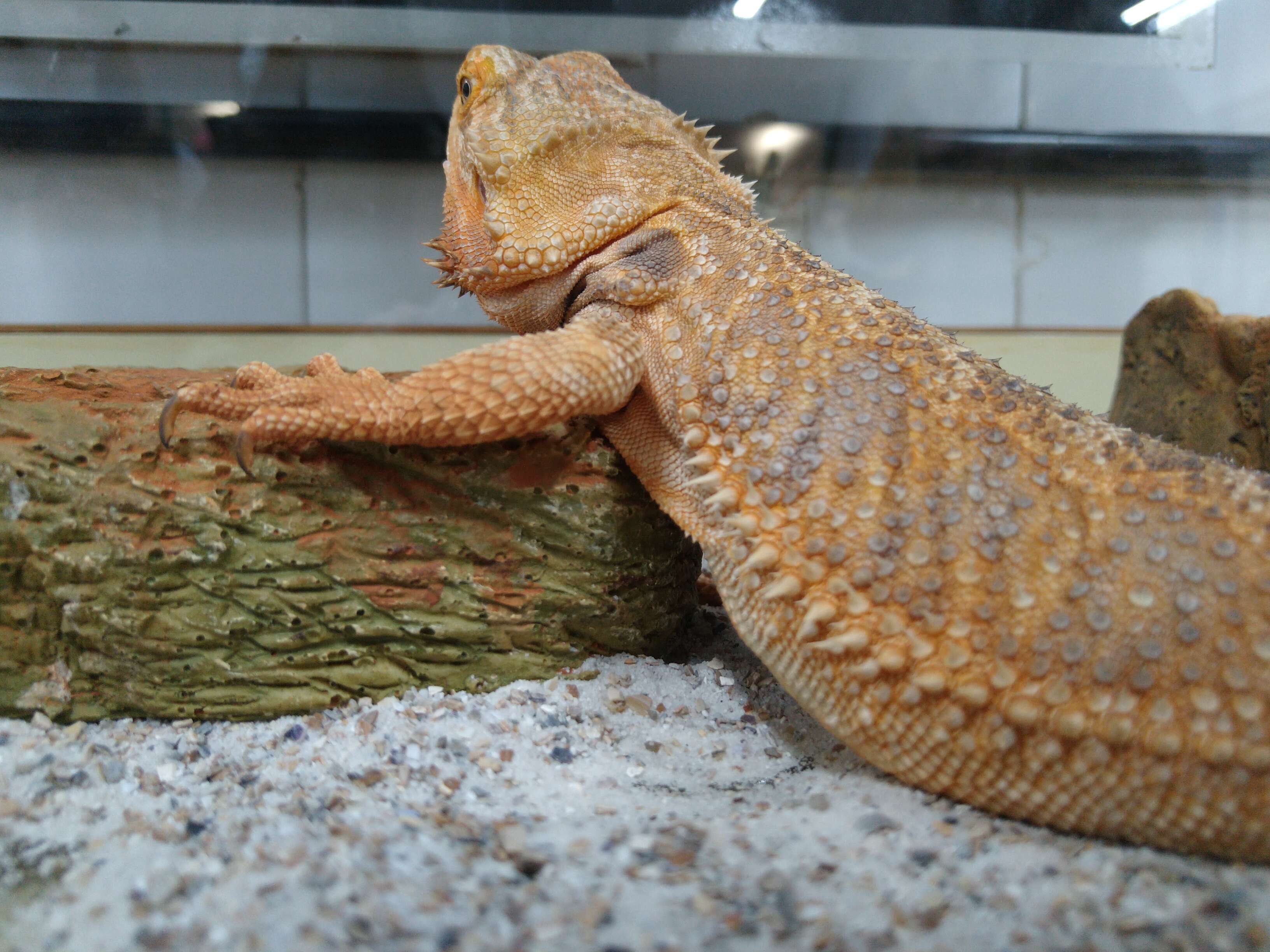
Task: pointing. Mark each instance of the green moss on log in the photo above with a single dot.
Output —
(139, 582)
--
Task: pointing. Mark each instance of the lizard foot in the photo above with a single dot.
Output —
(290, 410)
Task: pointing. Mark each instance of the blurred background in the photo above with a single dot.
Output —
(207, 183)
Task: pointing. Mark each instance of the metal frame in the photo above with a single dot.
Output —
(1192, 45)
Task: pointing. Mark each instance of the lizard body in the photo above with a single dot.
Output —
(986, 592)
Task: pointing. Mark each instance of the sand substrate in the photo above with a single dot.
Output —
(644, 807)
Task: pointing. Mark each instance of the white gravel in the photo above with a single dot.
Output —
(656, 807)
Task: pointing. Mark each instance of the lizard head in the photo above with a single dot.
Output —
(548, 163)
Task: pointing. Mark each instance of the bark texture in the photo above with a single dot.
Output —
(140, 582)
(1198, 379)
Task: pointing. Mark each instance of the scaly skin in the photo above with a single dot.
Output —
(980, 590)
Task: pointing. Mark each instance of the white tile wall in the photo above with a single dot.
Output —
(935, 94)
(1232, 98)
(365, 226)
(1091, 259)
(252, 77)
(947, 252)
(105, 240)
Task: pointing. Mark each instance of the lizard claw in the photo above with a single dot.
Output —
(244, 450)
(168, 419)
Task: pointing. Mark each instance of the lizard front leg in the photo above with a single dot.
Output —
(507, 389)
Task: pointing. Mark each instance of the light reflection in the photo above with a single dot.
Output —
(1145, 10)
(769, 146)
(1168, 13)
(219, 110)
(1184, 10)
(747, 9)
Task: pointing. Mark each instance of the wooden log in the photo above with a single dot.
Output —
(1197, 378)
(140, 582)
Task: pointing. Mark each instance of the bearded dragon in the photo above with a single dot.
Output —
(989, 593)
...
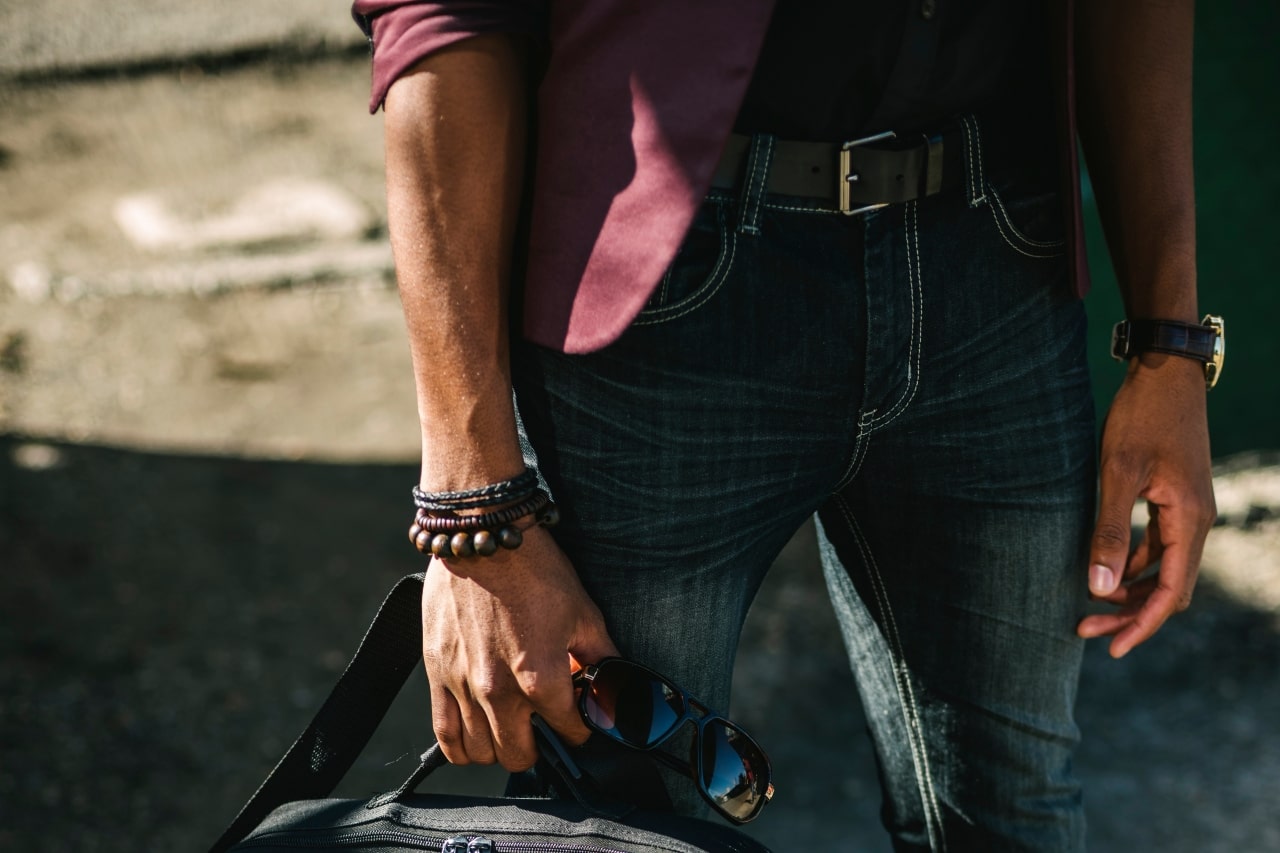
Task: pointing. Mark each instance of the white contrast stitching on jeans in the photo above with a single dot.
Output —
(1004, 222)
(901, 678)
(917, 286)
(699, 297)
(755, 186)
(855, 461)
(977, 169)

- Given task
Copy the rows word for word, starting with the line containing "Task: pointing. Mark each instance of the metal" and continuing through the line containing "(1198, 379)", with both of those lines included.

- Result for this task
Task: pointing. Mark each instance of the metal frame in the photo above with a single dot.
Output —
(1192, 45)
Task: pointing. Mark each instance of the lizard body in the photo above with a single dot.
Output —
(986, 592)
Task: pointing. Mark each instance of the sand substrate in the photo above with a single dot.
Output —
(644, 807)
Task: pointing. Mark each instance of the white gravel in the photo above with a single dot.
Output —
(656, 807)
Task: pointing. Mark each instance of the lizard head in the photo above with a single dot.
Output —
(548, 163)
Task: pointing. Mark each instance of the bark texture in the photo above with a single dot.
Output —
(140, 582)
(1198, 379)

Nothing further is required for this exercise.